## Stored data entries
■ ■ ■ ■

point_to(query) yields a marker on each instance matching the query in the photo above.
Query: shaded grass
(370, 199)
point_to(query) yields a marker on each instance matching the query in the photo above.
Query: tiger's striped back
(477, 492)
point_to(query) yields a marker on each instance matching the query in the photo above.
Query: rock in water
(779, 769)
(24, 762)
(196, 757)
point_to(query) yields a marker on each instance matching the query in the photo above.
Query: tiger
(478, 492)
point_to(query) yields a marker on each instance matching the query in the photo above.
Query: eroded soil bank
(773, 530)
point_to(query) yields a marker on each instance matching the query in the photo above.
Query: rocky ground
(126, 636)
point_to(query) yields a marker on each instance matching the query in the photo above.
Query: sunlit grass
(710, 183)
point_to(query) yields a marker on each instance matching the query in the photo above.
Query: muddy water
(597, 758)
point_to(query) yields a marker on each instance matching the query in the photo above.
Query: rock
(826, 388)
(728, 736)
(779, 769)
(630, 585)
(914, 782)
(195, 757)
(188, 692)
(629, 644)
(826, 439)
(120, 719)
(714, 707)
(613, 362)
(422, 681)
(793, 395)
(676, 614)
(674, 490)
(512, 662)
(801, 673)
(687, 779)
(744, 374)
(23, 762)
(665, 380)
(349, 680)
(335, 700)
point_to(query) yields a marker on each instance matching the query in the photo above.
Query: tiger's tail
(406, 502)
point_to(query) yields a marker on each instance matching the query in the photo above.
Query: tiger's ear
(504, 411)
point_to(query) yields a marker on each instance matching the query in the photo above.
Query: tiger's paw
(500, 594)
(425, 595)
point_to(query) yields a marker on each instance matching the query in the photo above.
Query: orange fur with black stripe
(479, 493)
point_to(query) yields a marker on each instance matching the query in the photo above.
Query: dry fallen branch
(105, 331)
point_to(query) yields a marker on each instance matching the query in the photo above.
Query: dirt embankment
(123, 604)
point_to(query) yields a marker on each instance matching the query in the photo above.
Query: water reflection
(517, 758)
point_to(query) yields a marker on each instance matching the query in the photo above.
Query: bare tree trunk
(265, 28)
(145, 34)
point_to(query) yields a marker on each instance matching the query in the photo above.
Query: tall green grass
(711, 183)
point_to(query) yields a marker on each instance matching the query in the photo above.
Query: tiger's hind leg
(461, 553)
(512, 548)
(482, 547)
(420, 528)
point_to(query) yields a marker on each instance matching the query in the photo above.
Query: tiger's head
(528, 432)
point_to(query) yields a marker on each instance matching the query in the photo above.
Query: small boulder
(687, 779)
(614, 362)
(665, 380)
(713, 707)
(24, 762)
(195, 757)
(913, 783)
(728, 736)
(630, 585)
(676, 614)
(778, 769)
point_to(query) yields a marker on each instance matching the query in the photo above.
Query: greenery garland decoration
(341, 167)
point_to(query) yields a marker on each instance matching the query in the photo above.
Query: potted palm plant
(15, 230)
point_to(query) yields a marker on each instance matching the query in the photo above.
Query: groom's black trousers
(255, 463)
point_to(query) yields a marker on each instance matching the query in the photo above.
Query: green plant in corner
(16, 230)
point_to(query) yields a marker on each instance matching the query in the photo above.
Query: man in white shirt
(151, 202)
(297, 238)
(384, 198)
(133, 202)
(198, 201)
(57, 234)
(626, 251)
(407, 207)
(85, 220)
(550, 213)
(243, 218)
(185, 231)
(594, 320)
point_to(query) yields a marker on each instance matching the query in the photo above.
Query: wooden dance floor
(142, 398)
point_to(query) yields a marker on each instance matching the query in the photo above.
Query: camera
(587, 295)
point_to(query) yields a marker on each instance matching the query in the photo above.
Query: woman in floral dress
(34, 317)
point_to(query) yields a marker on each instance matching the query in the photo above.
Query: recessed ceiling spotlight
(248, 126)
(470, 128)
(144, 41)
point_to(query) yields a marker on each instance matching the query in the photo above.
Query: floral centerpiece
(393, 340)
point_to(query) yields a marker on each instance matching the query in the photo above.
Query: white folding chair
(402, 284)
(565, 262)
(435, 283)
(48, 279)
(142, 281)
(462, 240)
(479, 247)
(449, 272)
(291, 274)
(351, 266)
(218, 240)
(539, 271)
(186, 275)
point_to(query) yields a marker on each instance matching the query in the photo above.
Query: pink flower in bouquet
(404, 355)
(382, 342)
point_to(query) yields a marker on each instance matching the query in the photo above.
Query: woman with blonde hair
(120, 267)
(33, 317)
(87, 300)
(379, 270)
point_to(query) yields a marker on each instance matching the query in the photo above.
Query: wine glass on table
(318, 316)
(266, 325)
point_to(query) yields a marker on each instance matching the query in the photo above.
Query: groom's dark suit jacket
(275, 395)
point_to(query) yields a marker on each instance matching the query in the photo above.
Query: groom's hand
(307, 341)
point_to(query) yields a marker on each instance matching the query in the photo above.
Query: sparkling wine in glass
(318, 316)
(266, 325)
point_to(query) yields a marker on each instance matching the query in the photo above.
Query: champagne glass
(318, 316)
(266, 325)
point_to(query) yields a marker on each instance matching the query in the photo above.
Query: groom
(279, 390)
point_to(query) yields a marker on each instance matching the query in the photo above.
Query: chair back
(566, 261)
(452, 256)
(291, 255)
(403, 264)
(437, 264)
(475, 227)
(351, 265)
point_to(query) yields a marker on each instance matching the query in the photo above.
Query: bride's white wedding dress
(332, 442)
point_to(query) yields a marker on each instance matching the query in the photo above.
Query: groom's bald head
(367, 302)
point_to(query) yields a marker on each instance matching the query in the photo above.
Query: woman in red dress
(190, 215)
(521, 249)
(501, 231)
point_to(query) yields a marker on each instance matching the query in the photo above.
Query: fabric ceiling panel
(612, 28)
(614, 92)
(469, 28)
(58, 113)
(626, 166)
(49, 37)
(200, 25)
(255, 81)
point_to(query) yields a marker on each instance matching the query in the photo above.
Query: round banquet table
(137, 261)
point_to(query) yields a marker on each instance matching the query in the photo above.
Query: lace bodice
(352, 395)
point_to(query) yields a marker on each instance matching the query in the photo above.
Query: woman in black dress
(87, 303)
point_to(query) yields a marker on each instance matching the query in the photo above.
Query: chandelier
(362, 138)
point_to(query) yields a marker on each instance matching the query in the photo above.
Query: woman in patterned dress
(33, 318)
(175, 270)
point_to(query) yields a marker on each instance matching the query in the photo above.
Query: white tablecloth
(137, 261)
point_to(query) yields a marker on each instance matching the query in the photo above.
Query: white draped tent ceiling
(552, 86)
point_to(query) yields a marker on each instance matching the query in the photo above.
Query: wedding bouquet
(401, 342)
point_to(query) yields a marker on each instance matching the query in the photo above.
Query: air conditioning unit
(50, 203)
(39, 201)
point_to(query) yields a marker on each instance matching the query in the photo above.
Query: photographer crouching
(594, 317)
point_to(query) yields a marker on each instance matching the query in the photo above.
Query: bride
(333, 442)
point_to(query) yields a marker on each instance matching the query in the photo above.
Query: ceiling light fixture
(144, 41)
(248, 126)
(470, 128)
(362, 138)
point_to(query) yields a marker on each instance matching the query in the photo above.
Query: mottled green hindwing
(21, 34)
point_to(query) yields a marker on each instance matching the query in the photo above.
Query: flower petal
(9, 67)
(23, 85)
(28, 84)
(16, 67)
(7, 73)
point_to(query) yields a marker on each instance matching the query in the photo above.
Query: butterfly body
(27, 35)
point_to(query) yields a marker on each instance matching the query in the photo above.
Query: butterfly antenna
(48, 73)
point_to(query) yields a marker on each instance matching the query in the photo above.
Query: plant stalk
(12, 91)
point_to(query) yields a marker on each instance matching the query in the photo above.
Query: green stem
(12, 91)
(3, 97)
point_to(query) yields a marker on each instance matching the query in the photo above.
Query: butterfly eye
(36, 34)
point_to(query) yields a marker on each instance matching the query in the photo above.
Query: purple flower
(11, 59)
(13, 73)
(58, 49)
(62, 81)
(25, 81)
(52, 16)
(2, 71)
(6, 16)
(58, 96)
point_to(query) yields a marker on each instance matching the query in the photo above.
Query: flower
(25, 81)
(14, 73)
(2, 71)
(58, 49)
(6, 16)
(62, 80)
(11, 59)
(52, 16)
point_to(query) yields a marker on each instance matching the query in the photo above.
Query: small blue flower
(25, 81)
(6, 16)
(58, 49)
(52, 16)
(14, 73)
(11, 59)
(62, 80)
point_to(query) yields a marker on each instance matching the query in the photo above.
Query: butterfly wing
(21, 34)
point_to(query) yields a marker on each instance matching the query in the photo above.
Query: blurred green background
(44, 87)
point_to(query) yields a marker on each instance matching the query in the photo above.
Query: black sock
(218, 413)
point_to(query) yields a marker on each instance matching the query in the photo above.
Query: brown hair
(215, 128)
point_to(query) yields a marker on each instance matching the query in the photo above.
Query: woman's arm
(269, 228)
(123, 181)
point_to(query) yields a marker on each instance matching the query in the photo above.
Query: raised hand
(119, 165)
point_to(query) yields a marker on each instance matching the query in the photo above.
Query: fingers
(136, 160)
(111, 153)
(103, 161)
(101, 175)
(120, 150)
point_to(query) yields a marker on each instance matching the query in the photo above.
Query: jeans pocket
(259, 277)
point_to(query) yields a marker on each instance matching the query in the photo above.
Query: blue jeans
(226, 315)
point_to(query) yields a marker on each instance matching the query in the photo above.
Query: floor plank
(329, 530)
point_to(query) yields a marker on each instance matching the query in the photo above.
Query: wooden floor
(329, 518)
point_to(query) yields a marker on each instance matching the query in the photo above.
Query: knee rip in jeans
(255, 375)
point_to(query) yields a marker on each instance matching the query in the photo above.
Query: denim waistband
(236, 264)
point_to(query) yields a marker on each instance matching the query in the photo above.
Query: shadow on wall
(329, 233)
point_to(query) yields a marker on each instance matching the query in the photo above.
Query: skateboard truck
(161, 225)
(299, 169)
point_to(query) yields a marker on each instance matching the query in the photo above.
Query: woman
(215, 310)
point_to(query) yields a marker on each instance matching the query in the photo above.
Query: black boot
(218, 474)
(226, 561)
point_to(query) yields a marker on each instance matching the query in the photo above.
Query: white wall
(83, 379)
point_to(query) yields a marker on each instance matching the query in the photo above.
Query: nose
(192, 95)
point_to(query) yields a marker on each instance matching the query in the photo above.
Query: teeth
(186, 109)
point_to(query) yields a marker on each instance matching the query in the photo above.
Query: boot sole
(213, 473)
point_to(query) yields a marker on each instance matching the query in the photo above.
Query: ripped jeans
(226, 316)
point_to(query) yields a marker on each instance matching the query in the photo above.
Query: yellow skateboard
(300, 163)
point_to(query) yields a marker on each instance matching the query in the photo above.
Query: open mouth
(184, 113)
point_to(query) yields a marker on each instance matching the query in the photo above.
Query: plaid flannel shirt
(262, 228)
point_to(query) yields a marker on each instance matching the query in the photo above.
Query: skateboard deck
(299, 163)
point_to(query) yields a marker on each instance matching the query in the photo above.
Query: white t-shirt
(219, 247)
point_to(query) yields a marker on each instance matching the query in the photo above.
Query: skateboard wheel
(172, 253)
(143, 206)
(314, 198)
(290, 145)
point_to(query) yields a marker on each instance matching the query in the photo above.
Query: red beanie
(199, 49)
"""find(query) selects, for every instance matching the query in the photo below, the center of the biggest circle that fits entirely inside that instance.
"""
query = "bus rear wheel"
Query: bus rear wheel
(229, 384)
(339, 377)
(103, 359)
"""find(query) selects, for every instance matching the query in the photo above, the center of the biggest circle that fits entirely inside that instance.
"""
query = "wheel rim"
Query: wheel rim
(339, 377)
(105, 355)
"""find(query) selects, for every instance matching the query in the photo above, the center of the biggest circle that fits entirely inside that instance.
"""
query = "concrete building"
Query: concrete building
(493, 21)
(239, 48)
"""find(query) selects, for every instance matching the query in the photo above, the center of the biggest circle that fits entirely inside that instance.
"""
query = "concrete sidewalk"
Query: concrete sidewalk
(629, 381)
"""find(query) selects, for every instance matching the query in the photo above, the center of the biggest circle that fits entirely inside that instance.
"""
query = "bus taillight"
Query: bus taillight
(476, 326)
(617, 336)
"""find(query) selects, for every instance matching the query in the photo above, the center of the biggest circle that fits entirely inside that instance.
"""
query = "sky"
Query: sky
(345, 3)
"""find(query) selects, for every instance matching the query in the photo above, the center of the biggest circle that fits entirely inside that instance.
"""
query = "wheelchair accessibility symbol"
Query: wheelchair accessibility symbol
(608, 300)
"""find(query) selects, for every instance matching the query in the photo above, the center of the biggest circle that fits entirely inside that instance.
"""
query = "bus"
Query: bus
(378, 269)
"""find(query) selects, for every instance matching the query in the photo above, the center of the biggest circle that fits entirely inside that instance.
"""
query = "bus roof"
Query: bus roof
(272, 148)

■ ■ ■ ■

## Activity
Print nothing but the lines from the one that contains "Query: skateboard wheel" to the final line of the data, both included, exactly as they read.

## Response to the exercise
Query: skateboard wheel
(172, 253)
(143, 206)
(314, 198)
(290, 145)
point_to(query) yields a marker on each instance matching the query in the photo above.
Query: red beanie
(199, 49)
"""find(query) selects, for every instance matching the query in the photo below, the center of the biggest circle that fits entirely inside that instance.
"""
query = "bus rear wheel"
Query: bus rear wheel
(229, 384)
(339, 377)
(103, 359)
"""find(query) selects, for every instance matching the query in the photo above, the center of the biggest circle that fits entirely inside that instance.
"""
query = "wheel rim"
Query: wheel rim
(339, 377)
(105, 355)
"""find(query) selects, for every instance matching the query in the photo above, the center of the biggest circle that fits entirely inside that instance.
"""
query = "concrete building"
Query: concrete building
(493, 21)
(239, 48)
"""find(query) selects, for every instance matching the query in the photo above, the center of the biggest circle that fits entirely inside that instance.
"""
query = "concrete sidewalk"
Query: concrete sidewalk
(629, 381)
"""find(query) selects, for every instance matching the query in the photo above, the center of the biggest circle that fits entirely inside that instance.
"""
query = "bus taillight"
Query: bus taillight
(476, 326)
(617, 336)
"""find(query) selects, for every instance matching the query in the photo above, the center of the biggest circle that fits entirely inside that instance.
"""
query = "sky"
Query: sky
(345, 3)
"""find(query) selects, for every instance matching the query in the photo above, the center of the biggest circle that fits entirely inside that instance.
"""
query = "wheelchair accessibility symbol"
Query: wheelchair accessibility symbol
(608, 300)
"""find(query) selects, for every instance matching the query in the photo above, the center of the biggest circle that fits entirely inside that instance.
"""
query = "bus"
Query: bus
(378, 269)
"""find(query) selects, for every instance matching the query in the photo above, the center of the biggest circle that fits entirely inside that instance.
"""
query = "bus roof"
Query: bus roof
(272, 148)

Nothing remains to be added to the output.